### WHAT YOU SHOULD DO
Starting with the line containing "Note: for each instance of the front" and going on through the line containing "point(299, 189)", write the records out again with "in this photo" swapped for "in the image" and nothing else altered. Leave the pictures out of your answer.

*****

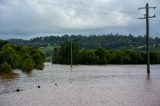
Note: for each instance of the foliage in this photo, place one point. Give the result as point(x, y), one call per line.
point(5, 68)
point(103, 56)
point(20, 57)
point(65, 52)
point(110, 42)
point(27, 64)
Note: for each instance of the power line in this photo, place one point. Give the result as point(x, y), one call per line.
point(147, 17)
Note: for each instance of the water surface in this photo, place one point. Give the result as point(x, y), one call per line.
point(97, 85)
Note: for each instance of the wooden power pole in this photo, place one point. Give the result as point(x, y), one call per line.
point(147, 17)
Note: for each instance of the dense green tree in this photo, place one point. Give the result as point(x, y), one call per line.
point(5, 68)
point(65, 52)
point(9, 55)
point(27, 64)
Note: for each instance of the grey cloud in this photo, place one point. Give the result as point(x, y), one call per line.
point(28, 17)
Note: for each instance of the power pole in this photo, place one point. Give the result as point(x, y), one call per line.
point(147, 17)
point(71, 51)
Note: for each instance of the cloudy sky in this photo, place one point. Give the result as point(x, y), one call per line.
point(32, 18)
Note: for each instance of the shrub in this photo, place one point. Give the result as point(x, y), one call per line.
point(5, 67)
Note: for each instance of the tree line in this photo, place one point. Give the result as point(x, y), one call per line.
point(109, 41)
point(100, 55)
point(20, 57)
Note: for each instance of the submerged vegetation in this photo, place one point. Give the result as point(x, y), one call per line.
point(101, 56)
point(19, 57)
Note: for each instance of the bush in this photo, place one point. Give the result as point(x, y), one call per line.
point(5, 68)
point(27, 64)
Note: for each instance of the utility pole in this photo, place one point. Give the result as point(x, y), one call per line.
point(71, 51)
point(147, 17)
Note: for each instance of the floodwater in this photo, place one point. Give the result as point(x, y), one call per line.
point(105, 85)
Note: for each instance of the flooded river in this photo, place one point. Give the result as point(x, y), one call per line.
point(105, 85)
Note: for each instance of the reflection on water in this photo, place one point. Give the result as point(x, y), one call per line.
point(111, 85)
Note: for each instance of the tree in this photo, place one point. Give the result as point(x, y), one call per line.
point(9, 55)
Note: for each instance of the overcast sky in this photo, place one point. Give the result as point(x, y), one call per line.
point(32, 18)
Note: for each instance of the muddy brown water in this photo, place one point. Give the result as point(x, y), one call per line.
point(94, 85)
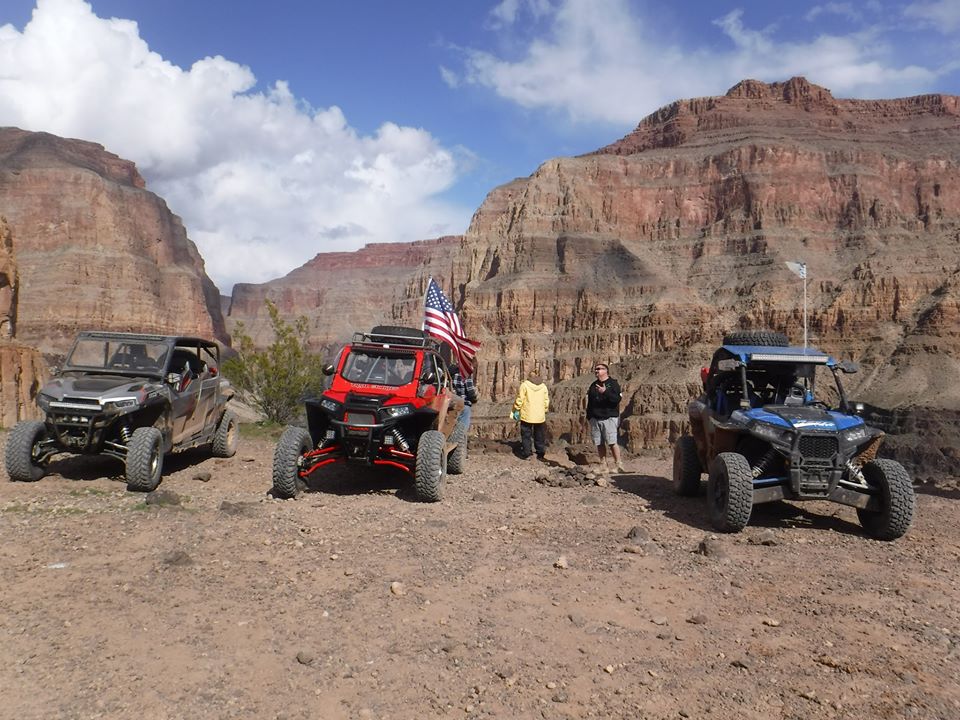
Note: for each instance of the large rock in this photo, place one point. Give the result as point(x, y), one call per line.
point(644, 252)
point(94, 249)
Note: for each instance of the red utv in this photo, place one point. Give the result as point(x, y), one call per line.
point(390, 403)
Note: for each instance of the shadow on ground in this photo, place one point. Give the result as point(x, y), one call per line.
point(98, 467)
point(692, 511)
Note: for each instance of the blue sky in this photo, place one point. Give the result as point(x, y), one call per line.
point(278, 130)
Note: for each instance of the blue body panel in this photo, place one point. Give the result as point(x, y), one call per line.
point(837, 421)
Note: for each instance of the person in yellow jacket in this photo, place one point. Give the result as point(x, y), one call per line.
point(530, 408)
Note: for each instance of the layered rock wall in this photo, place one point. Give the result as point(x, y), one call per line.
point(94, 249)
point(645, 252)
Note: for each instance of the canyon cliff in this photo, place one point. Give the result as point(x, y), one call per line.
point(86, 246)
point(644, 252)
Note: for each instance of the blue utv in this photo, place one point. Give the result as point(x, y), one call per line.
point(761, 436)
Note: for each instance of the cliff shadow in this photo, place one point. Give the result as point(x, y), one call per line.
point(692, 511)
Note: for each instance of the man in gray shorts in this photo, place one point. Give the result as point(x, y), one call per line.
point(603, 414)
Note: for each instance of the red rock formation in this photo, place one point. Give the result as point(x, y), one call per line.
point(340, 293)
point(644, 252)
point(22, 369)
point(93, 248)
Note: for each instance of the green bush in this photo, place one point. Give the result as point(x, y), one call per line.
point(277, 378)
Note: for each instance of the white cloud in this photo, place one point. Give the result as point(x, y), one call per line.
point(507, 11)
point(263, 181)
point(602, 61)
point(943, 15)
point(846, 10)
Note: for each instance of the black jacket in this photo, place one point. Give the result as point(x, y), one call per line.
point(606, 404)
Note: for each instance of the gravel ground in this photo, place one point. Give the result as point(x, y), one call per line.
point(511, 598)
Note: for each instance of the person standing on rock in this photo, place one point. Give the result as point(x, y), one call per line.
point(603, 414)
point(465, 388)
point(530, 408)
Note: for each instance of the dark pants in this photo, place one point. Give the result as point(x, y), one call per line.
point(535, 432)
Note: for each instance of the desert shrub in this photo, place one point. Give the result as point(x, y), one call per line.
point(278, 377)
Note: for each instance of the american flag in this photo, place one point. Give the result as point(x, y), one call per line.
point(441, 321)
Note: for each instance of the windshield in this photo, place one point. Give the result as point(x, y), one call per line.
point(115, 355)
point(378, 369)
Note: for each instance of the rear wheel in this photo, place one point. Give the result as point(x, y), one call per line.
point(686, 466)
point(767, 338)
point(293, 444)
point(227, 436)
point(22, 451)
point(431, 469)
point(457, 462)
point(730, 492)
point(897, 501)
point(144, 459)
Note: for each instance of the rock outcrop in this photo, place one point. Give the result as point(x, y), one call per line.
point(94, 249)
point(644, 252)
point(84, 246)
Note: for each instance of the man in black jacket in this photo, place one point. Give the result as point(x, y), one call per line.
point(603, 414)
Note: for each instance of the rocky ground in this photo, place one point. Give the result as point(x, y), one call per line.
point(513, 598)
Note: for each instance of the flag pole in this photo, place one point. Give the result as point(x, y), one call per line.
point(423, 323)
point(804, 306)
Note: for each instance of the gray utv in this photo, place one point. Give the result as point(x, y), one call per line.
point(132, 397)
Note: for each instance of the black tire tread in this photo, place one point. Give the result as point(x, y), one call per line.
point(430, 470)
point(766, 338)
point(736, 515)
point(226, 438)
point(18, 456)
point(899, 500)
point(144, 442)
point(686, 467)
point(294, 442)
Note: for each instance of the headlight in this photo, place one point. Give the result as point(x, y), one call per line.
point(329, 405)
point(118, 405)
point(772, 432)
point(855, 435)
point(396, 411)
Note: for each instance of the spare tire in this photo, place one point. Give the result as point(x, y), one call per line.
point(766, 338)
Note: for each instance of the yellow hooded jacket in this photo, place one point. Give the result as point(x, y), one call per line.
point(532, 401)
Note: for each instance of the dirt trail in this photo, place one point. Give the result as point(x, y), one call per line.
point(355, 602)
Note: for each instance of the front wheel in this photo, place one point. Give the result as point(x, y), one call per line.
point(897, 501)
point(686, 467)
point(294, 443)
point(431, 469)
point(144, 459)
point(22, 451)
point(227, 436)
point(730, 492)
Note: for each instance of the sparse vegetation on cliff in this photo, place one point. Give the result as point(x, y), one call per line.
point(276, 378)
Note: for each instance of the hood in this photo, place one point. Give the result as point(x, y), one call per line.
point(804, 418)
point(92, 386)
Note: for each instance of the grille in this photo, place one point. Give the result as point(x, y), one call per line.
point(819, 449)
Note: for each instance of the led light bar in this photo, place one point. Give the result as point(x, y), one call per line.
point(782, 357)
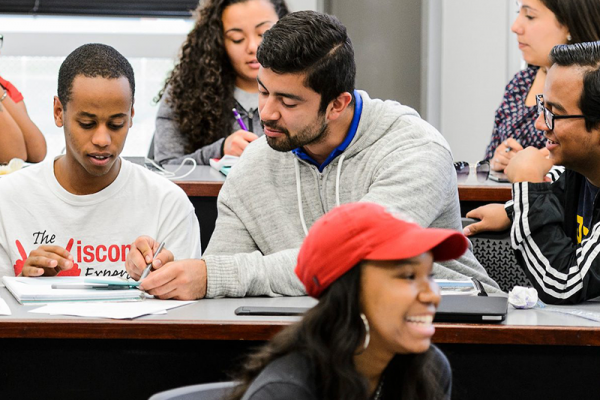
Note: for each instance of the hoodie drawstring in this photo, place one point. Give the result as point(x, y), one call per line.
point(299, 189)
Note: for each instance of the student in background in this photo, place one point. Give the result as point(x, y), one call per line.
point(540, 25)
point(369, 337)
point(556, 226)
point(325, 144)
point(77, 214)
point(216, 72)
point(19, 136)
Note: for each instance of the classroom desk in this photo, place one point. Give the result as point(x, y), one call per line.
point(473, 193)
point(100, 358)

*****

### EXERCISE ANSWER
Note: for each instance of the front wheel in the image, place one point. Give the result as point(x, y), one call per line.
point(897, 501)
point(686, 467)
point(294, 443)
point(431, 469)
point(144, 459)
point(22, 451)
point(227, 436)
point(730, 492)
Note: for each instance of the sparse vegetation on cliff in the image, place one point. Give the result as point(x, y), one call per line.
point(276, 378)
Note: for each instance of the hood in the image, place one point. Give the result as point(x, y), one call per line.
point(804, 418)
point(92, 386)
Note: for each instance of the grille in the image, place one point. Give the result as point(x, y), one call per line.
point(819, 449)
Note: for each instance of the led light bar in the image, place one point. Give the result as point(x, y), one call per line.
point(782, 357)
Note: for each instance of the hoodie drawstring in the image, place one point. Give the result as point(x, y), one call per line.
point(299, 189)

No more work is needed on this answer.